While in Utah we stayed with some good friends (Rick and Kim) from our own college days, and one evening the talk turned to meals.  I mentioned that I had already made plans for our upcoming Sunday dinner, 2,000 miles and two days away.  Kim nodded, having made similar preparations many times in the past when her family was in circumstances similar to ours.  I commented that our Sunday meal probably hadn't even crossed Dallas's mind.  He agreed, and further explained that he figured when he got hungry, he was perfectly capable of opening up the cupboard and finding something for himself to eat.  Rick was simpatico with Dallas's sentiments.

Not a big thing really, but I've thought about it a bit, trying to understand and appreciate the differences in our perceptions and plans.  I know part of it has to do with routines and division of labor.  For example, in our home, I plan and prepare the vast majority of our meals.  But I think some part of it also has to do both with how we perceive our roles and how we perceive the abilities and responsibilities of others.  And I wonder if there isn't a small part left over that can even be traced to our natures.


The women I know are generally more focused on taking care of others than the men I know.
┄┄┄┄┄┄
What you will do:
a: Answer these questions about the Sunday dinner passage:
(i) How far away was the upcoming Sunday dinner when the narrator mentioned having already made plans for it?
(ii) What did Dallas say he could do when he got hungry?
(iii) In the narrator's home, who plans and prepares the vast majority of meals?
b: Pick up the Sunday dinner passage after its final sentence and keep writing.
You won't need the data for these tasks.
┄┄┄┄┄┄
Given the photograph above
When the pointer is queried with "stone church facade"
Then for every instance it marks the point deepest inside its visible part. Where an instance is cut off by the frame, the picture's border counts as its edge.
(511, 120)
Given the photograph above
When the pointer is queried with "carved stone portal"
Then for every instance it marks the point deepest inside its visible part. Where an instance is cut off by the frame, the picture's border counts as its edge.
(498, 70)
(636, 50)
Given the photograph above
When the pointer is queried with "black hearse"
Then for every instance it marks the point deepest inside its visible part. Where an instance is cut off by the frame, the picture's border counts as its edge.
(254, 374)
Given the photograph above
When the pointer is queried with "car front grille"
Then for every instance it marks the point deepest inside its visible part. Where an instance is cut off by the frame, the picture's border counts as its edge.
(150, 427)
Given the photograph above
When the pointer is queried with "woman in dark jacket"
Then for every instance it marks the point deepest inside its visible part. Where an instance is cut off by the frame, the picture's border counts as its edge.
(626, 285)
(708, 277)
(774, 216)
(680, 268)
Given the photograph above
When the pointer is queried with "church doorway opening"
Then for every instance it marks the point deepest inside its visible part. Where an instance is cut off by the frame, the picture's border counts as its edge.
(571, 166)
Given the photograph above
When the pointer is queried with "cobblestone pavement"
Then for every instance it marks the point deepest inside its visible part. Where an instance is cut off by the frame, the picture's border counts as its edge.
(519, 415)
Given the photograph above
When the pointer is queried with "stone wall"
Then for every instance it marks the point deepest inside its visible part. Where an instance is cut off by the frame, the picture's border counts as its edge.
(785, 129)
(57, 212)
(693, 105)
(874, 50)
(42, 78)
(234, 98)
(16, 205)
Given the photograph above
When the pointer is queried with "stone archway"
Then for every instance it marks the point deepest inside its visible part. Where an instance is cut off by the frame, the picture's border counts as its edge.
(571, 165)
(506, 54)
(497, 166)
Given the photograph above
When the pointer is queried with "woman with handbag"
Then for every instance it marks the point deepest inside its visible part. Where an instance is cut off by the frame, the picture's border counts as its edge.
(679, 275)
┄┄┄┄┄┄
Final results:
a:
(i) It was 2,000 miles and two days away.
(ii) He said he could open the cupboard and find something to eat.
(iii) The narrator does.

b:
It seems sometimes that men, often having confidence and autonomy themselves, figure that others are just as confident and autonomous.  I wonder if they figure that other people can take care of themselves, or ask for help if they can't.  On the other hand, it seems that women often step in and serve and succor, since to many of them these acts are ways of expressing their concern, caring and love.

I'll bet that sometimes, we--meaning men and women--both miss the mark.  Women who are serving out of love might send the unintended message that the recipient is incapable of accomplishing a given task for themselves.  Men who assume that someone who doesn't ask for help doesn't need any might seem uncaring to a person unable to bring themselves--for reasons including shyness, embarrassment, shame, etc.--to ask for assistance they might need.

We can probably learn from each other in this--as in most things.